— Your task —
Set down each of the lines below word for word, omitting the pictures from your answer.
Start of Given data
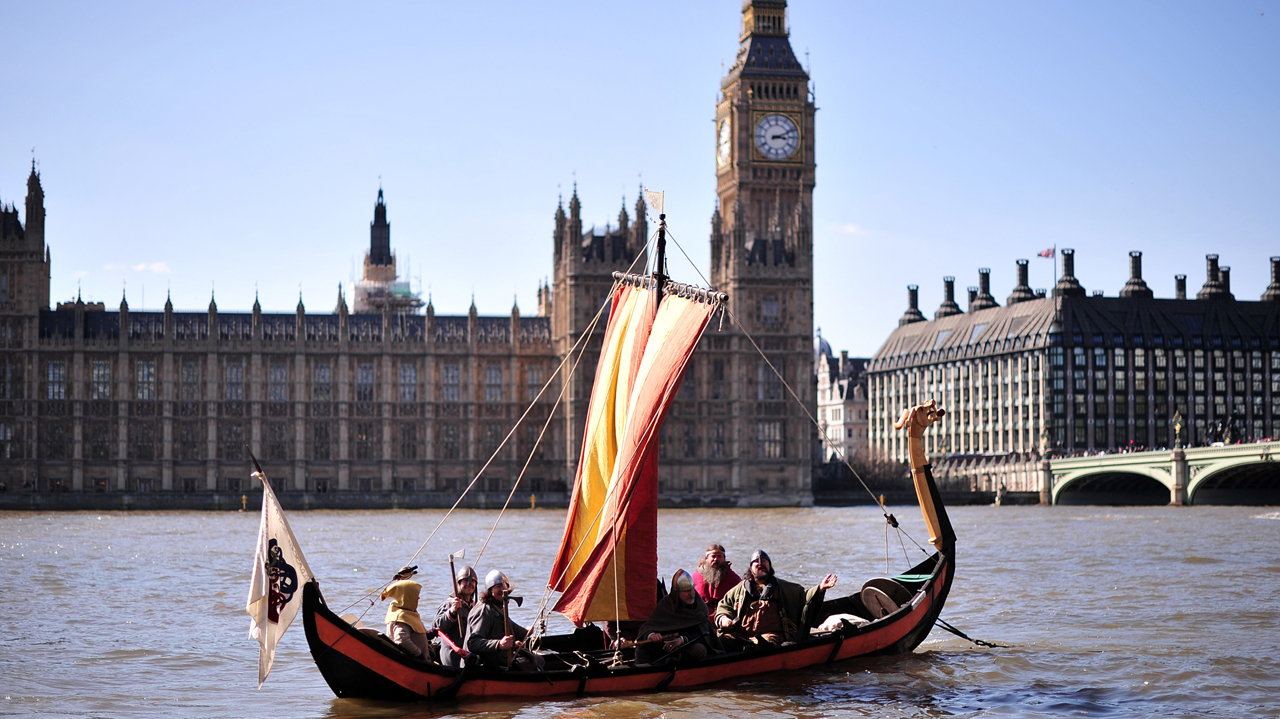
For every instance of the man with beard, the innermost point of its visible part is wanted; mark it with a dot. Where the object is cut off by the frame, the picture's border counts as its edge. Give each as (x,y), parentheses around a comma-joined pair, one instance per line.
(767,610)
(490,636)
(403,626)
(680,626)
(451,618)
(714,576)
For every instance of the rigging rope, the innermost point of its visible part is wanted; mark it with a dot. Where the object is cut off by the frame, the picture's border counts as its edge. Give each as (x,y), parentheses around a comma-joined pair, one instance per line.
(822,430)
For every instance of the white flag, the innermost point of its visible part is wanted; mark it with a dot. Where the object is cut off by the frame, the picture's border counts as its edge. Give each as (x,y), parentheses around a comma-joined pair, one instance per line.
(654,200)
(275,589)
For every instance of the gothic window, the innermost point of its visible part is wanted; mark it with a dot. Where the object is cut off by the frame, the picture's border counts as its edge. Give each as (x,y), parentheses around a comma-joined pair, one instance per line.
(56,375)
(100,380)
(451,444)
(492,439)
(364,381)
(769,443)
(97,439)
(408,442)
(365,440)
(768,385)
(493,381)
(320,442)
(54,440)
(142,440)
(233,376)
(190,381)
(277,440)
(408,381)
(451,383)
(771,312)
(146,376)
(278,383)
(8,447)
(232,435)
(190,442)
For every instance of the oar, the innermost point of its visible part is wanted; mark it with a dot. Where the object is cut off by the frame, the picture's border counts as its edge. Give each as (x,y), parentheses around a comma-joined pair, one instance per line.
(453,573)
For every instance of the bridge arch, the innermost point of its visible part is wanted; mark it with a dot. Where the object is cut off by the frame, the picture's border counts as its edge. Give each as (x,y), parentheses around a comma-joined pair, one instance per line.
(1133,485)
(1255,482)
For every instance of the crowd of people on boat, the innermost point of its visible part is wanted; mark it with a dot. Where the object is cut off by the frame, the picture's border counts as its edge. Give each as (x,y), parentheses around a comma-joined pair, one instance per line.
(708,612)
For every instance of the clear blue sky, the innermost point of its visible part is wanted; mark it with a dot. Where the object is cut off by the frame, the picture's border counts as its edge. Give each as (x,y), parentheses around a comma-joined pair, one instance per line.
(241,145)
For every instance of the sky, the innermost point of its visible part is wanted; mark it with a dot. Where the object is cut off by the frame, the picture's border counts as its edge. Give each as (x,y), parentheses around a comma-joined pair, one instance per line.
(236,149)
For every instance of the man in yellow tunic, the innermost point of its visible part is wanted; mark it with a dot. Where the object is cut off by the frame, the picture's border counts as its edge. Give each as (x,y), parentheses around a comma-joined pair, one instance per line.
(403,626)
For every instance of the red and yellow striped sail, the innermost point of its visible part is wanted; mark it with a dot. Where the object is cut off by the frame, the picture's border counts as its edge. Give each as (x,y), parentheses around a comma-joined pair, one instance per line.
(607,566)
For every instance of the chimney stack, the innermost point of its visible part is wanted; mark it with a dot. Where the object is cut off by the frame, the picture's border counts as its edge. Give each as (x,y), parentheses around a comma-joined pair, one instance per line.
(1068,285)
(1023,289)
(1212,288)
(1272,292)
(949,300)
(1136,287)
(913,311)
(984,300)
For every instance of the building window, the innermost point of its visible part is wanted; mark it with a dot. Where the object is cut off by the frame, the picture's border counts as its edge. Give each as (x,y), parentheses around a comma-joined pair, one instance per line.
(234,383)
(408,442)
(56,385)
(769,442)
(493,383)
(451,444)
(771,314)
(768,384)
(190,381)
(451,380)
(366,440)
(277,442)
(320,442)
(146,387)
(320,381)
(364,381)
(278,383)
(408,381)
(492,439)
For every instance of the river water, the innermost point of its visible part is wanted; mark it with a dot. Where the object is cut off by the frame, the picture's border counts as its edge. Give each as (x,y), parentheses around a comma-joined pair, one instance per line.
(1143,612)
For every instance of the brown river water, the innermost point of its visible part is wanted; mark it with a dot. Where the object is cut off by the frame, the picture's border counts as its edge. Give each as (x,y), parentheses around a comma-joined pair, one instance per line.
(1107,612)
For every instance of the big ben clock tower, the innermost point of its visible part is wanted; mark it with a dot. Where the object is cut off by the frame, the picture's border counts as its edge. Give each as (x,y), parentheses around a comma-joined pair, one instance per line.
(762,256)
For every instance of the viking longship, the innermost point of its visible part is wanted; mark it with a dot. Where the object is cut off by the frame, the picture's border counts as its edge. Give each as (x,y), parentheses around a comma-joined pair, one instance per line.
(607,566)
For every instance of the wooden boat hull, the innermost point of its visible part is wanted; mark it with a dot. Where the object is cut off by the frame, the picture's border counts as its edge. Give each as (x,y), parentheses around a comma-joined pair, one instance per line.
(357,664)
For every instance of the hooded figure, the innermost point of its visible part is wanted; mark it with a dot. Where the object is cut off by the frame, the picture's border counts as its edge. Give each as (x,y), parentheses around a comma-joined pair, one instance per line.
(680,626)
(764,609)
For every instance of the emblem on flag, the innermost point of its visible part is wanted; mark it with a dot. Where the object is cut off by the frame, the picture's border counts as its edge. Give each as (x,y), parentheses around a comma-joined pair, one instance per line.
(279,571)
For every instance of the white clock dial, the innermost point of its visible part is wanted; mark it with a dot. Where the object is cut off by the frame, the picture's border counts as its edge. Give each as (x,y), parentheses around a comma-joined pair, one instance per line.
(723,143)
(777,137)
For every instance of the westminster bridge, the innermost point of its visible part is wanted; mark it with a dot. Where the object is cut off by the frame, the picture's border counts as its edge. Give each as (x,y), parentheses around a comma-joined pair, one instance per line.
(1234,474)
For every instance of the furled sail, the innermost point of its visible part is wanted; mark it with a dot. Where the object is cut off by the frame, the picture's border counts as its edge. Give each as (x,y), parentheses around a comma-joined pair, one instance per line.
(607,566)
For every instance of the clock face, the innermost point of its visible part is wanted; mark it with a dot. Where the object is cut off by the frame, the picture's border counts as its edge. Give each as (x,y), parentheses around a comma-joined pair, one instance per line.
(723,142)
(777,137)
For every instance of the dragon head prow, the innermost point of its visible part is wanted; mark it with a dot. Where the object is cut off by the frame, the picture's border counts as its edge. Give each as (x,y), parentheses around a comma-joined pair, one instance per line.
(918,418)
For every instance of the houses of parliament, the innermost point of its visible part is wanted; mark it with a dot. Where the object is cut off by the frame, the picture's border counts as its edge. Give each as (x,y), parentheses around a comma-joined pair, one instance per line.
(389,399)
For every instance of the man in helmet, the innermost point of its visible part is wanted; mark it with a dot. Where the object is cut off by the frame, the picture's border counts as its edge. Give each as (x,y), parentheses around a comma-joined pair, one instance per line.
(680,626)
(766,610)
(490,633)
(451,618)
(403,626)
(714,576)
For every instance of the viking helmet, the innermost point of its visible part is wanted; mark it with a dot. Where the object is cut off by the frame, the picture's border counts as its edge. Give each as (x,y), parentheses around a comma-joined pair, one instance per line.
(493,578)
(681,581)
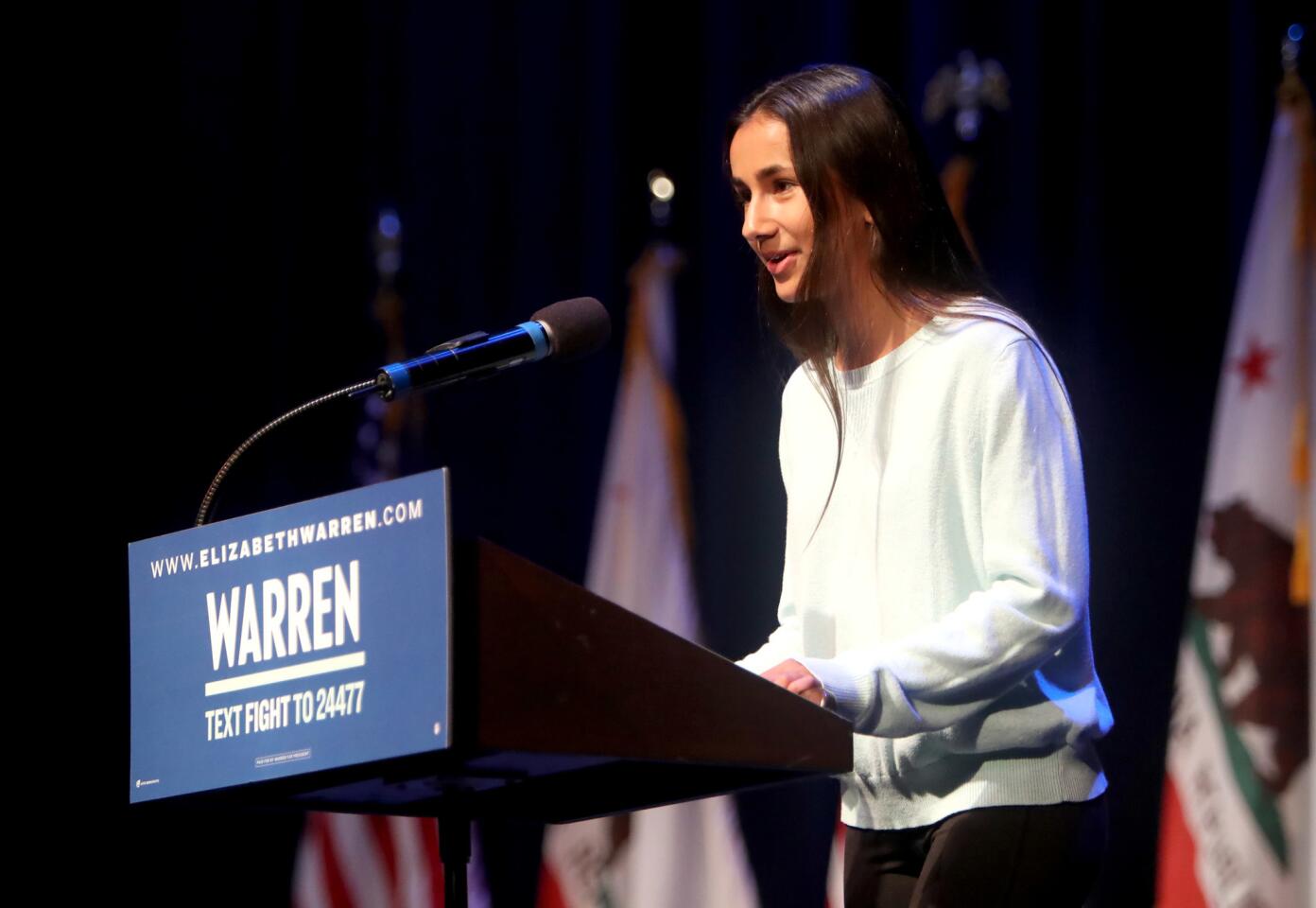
End of Given data
— The output —
For every instance of the man with beard, the innermost point of its visible part is wanted; mark it with a dot. Where the object is cut off by the frame, the picture's border counts as its edge. Give each as (x,y), parentheses around a comma-joined pair, one instance per line.
(767,610)
(490,636)
(403,626)
(680,626)
(451,618)
(714,576)
For every instance of the rigging rope, the innermost point of its visible part is wanted; mark it with a dot. Where the object is cut off by the frame, the picture's border counts as its edge. Give each as (x,y), parentheses around a comma-joined pair, one instance per line.
(822,430)
For every instance of the white flag, the innermost point of its visible part is wanted; mark it with a dot. Where the object is cut off by the frame, the picture's border counts as its edge. Give each as (x,y), parentheses around a comma-joined pair, one instance per line.
(654,200)
(275,589)
For every instance of the gothic window, the innermost point of its visible part is wanted; mark it with a dot. Where the object is cut off by the frame, the picture's border counts as its edge. Give each as (x,y), parentheses around a comma-joined pair, one instance per line.
(56,375)
(100,380)
(451,444)
(492,439)
(364,381)
(769,443)
(97,439)
(408,442)
(365,440)
(768,385)
(493,381)
(320,442)
(54,440)
(142,440)
(233,376)
(190,381)
(277,440)
(408,381)
(451,383)
(771,312)
(146,376)
(278,383)
(8,447)
(232,435)
(190,442)
For every instance of the oar, the innermost point of its visible part is wanted; mark it with a dot. Where the object is cut off by the frame, the picture's border counts as its edge. Give each as (x,y), parentheses around a comma-joined pair, one instance per line.
(453,573)
For every instance of the bridge arch, the innermost point of its visible part is wanted; mark it with a dot. Where the object is cut off by the frame, the picture's border counts as its edge. Give each as (x,y), parentheses around a comma-joined pair, one instance per line.
(1133,485)
(1255,482)
For every instance of the crowd of people on boat, the innermost point of its visible part is wanted; mark it with a dot. Where the object is cut off by the frame, the picture's border counts as its edge. Give each as (x,y), parentheses around a comma-joined pair, one instance per line.
(708,612)
For every instance of the clear blue sky, the innermost point of its visible part is wanted; mark it with a dot. Where the object is cut off by the frame, the picture's border counts as its edge. Give each as (x,y), parentheses around a comma-joined pair, one instance per line.
(241,145)
For every instance of the sky, the innermost point of its visible part is wanted; mark it with a dot. Where the object is cut off by the frame, the picture's border counts as its edge. Give each as (x,y), parentheses around a comma-joined pair, one instance per line.
(236,149)
For every instance of the man in yellow tunic, the innermost point of its visible part is wanted; mark it with a dot. Where the object is cut off by the frame, the picture's border counts as its edge. Give each as (x,y), parentheses around a comma-joined pair, one instance per line.
(403,626)
For every instance of the red and yellow striped sail, the innermost point of its visible part is wanted; mark it with a dot. Where the object is cut off by the frame, the picture's border counts as its edge. Give each as (x,y), parentheses around a comma-joined pair, one instance per line.
(607,566)
For every instance of the chimney stack, the innermost point of its visible part is wanted; mark it with a dot. Where the object is cut off by the frame, the picture's border counts as its edge. Give each as (x,y), parentheses around a comma-joined pair, one instance per line.
(1068,285)
(1023,289)
(1212,288)
(1272,292)
(949,300)
(1136,287)
(913,311)
(984,300)
For every instance of the building window, the innermost point of its visible part is wanted; mark it with a dot. Where the object is cut off by the frame, the picture's border counts as its edge. Give each as (x,y), parentheses around a comma-joined pair, one instance per line.
(234,383)
(408,442)
(56,385)
(769,442)
(493,383)
(451,444)
(771,314)
(768,384)
(190,381)
(451,380)
(366,440)
(277,442)
(320,442)
(146,387)
(320,381)
(364,381)
(278,383)
(408,381)
(492,439)
For every instance of the river water, the innermost point of its visible part is wanted; mark it with a dot. Where the object is cut off by the frame, the picture's border counts as its edge. Give each as (x,y), parentheses around a comma-joined pair, one instance per line.
(1143,612)
For every instance of the brown river water, the innermost point of its visible part is wanted; mark it with a dot. Where the object is cut off by the frame, the picture's border counts as its edge. Give each as (x,y), parentheses around a comma-joined pair, one instance per line.
(1107,612)
For every instance of the big ben clock tower, the innermost point of its visible part is wanted; mark it with a dot. Where the object is cut off by the frame, the picture's border counts as its edge. Give each as (x,y), parentheses around a comma-joined pair, one instance per line.
(762,256)
For every instance of the viking longship, the innermost point of its visible part is wanted; mark it with a dot. Where the object is cut off by the frame, the picture's border counts as its edge. Give each as (x,y), parentheses around a comma-joined pair, one instance per line.
(607,566)
For every instance of the wooden boat hull, the innermost point of its visible part is wanted; mark it with a dot. Where the object is cut off by the frame, the picture's border counts as its edge. Give each as (x,y), parentheses around a comma-joined pair, one instance per line.
(357,664)
For every instance of the hooded figure, the innermost point of its visible part is wanted; mark it with a dot. Where the object is cut off by the frame, the picture's border counts as its edge. Give each as (x,y), parentheses around a comma-joined pair, one instance per line.
(680,626)
(764,609)
For every instance of the emblem on flag, the innermost point of its visible part is wanted; mark it with a dot. Where the object is cut off by the frame, the picture's border counts as its edge. Give each as (x,y), parentheses around a comma-joined pair, one instance per line.
(279,571)
For every instance of the white clock dial, the innermost point of its visible part is wanted; mark it with a dot. Where the object is cut off by the frame, the picture's border counts as its edge. Give each as (x,y), parentheses around a comma-joined pair, one instance per line.
(723,143)
(777,137)
For every instance of the westminster bridge, the innermost point of its visible part is wanted; mark it with a dot. Where the object is cut off by the frame, the picture's border counts as its edge. Give each as (x,y), parentheses around a comma-joined pair, one instance per line.
(1234,474)
For every instance of the furled sail, the innermost point of its visible part is wanted; mark it with a dot. Where the object is cut off by the frame, the picture's border counts as its edge. Give each as (x,y), parentheses around a comma-joined pair, one instance per line.
(607,566)
For every instance of the clock face, the innermost point of its visible part is wanted; mark it with a dot. Where the object is cut off by the frame, the picture's border counts as its edge. Give each as (x,y), parentheses around a comma-joined pair, one instance per line.
(723,142)
(777,137)
For every instance of the dragon head prow, the innermost point of its visible part is wanted; mark it with a dot. Where the object is cut off by the frame, the picture's border counts as its edge. Give each as (x,y), parentheses around a comma-joined pair, one instance per line.
(918,418)
For every instance of the houses of parliament, the innermost point of its visible part is wanted; mark it with a dot. Where the object is cut off by the frame, the picture's border counts as its edge. Give each as (x,y), parentheses around a comma-joined pair, one instance per line.
(389,399)
For every instance of the man in helmet, the innermost point of its visible part is wanted; mark it with a dot. Where the object is cut off by the frame, the picture's border counts as its edge. Give each as (x,y), parentheses around a comma-joined pair, one instance per line.
(680,626)
(766,610)
(490,633)
(451,618)
(403,626)
(714,576)
For every instance of the viking helmet, the innermost point of its visible part is wanted; mark it with a dot. Where the object is cut off by the frame, the picture's border counts as its edge. Give each as (x,y), parentheses around a comma-joined pair, one instance per line.
(493,578)
(681,581)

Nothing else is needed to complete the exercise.